• Data for processing:
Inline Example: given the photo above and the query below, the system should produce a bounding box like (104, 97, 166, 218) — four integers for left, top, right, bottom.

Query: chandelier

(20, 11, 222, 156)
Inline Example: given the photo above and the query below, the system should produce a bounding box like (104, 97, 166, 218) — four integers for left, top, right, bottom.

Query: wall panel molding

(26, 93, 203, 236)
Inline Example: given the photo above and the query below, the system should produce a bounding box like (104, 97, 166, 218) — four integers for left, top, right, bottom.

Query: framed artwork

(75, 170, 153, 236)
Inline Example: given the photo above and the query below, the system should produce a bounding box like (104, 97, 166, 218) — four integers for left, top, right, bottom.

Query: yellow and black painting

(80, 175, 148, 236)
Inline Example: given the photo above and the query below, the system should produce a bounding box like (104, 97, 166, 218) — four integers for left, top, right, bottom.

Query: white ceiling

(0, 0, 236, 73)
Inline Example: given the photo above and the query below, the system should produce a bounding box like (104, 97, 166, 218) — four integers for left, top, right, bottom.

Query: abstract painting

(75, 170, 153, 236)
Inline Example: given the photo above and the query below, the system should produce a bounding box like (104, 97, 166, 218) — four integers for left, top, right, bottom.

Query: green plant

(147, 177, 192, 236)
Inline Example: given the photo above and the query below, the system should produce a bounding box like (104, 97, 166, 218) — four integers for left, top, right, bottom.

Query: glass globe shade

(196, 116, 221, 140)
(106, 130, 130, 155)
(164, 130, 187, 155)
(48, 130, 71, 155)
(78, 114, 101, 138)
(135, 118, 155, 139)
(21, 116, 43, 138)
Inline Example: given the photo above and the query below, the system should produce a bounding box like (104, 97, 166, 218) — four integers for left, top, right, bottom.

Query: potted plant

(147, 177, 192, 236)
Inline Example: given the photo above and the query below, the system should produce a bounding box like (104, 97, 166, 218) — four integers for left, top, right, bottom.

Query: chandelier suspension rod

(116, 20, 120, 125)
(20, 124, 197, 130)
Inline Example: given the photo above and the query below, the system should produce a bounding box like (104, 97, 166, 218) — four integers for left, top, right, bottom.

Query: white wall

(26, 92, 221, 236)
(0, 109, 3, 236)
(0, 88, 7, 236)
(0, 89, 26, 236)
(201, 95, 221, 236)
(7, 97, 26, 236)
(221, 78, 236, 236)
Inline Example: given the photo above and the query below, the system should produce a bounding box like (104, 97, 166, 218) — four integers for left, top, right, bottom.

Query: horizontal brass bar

• Activity:
Would you be able to transcribe every line of the data exactly?

• Answer for this exercise:
Inline Example: given the photo above and the query below, the system should produce a bounding box like (104, 97, 166, 218) — four integers for left, top, right, bottom.

Query: chandelier

(20, 11, 222, 156)
Inline Example: given the photo above and the query below, the system should produce a bounding box like (104, 97, 166, 218) — four integers for left, top, right, bottom.

Query: wall panel molding

(26, 93, 203, 236)
Inline Example: given the photo above and the query below, the system should produce a bounding box like (104, 97, 166, 218) — four integers for left, top, right, bottom.

Query: framed artwork

(75, 170, 153, 236)
Inline Example: given the photo above and the query below, the system should produce a bounding box like (104, 97, 166, 218) — four integers for left, top, right, bottom.

Query: yellow and black painting

(80, 175, 148, 236)
Inline Example: given the photo above and the query below, the system should produce a bounding box like (104, 97, 166, 218) — four integers for left, top, right, bottom.

Query: white ceiling

(0, 0, 236, 73)
Inline Example: given the photo above and the query below, the system should produce a bounding box like (104, 97, 166, 218) — four integers for left, top, right, bottom.

Query: abstract painting

(75, 170, 153, 236)
Inline Example: given the photo above and the query below, the system should produce a bounding box like (104, 97, 166, 218) — four integers for left, top, right, bottom.

Query: green plant

(147, 177, 192, 236)
Inline Example: given the photo above and the query below, the system should produce a bounding box like (104, 97, 166, 218) — four integers for left, top, right, bottom.

Query: glass globe shade

(196, 116, 221, 140)
(106, 130, 130, 155)
(164, 130, 187, 155)
(48, 130, 71, 155)
(78, 114, 101, 138)
(135, 118, 155, 139)
(21, 116, 43, 138)
Inline Example: given the photo above and the query below, the system should produce a bounding box like (104, 97, 166, 218) — four integers for left, top, right, bottom.

Query: potted plant

(147, 177, 192, 236)
Inline Example: given the photo above and the query below, the system should produce a bounding box like (104, 97, 166, 218) — four integers for left, top, right, bottom.

Query: chandelier suspension rod

(116, 20, 120, 125)
(20, 124, 197, 130)
Inline Example: given the photo above and the query below, the system should produce a bounding box like (104, 97, 166, 218) — four integers for left, top, right, bottom.

Query: white wall

(26, 92, 221, 236)
(0, 109, 3, 236)
(0, 88, 7, 236)
(0, 89, 26, 236)
(201, 95, 221, 236)
(7, 97, 26, 236)
(221, 78, 236, 236)
Inline Example: given the photo above and the query below, the system should produce a bounding box like (104, 97, 166, 218) — four integers for left, top, right, bottom.

Query: horizontal brass bar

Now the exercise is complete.